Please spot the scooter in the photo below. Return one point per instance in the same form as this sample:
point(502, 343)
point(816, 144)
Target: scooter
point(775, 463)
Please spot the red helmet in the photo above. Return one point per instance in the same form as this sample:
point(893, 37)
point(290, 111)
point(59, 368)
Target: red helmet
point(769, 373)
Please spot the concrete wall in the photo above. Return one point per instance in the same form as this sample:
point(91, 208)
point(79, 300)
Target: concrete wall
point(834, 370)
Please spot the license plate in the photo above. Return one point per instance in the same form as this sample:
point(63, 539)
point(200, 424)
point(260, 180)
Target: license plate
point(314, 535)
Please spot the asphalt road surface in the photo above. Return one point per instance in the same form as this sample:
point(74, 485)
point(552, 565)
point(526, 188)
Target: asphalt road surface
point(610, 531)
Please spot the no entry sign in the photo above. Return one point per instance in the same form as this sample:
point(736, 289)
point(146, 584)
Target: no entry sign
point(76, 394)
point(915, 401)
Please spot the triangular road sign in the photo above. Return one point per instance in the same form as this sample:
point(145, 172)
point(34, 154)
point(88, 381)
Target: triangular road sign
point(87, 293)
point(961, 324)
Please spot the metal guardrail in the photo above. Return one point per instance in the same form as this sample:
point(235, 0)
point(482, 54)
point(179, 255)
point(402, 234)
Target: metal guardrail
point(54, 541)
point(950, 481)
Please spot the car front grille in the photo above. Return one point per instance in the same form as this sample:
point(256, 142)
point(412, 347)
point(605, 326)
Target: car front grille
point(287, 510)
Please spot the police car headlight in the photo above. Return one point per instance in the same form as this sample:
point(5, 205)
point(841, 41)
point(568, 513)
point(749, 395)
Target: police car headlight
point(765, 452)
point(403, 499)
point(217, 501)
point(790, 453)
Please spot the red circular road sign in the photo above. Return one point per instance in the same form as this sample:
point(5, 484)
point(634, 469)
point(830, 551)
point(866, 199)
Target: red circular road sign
---------------
= EXERCISE DESCRIPTION =
Copy the records word for word, from the line with "Please spot the license" through the final line of the records, with both of those lines included.

= TASK SOLUTION =
Please spot the license plate in the photo above. Return one point per instance in the same form as this sample:
point(63, 539)
point(200, 424)
point(260, 180)
Target: license plate
point(314, 535)
Please spot the asphalt road surface in the photo above. Return one point per instance in the same form as this sample:
point(74, 485)
point(552, 565)
point(526, 188)
Target: asphalt road surface
point(610, 531)
Please spot the no entry sign in the photo above. Return one point per instance in the same form as this sample:
point(736, 289)
point(146, 584)
Target: no entry sign
point(76, 394)
point(915, 401)
Please spot the triangular road sign in the photo above. Return one point per instance in the same form as this sample:
point(145, 172)
point(34, 154)
point(88, 381)
Target: triangular road sign
point(87, 293)
point(961, 324)
Please spot the metal guardrail in the photo above. Return one point per instance in the same form as this sample:
point(235, 0)
point(482, 54)
point(179, 255)
point(402, 234)
Target: metal guardrail
point(54, 541)
point(950, 481)
Please spot the car front grille in the photo above. Return one point per instance in the same form as this sample:
point(256, 142)
point(412, 347)
point(605, 326)
Target: car front grille
point(287, 510)
Please spot the police car headlight in the photo above. Return one point per instance in the same form as this sample:
point(5, 205)
point(841, 41)
point(568, 513)
point(749, 395)
Target: police car headlight
point(765, 452)
point(403, 499)
point(217, 501)
point(790, 453)
Please spot the red circular road sign in the photo above. Return one point per instance in the same form as this sample:
point(5, 484)
point(634, 469)
point(830, 551)
point(866, 199)
Target: red circular road sign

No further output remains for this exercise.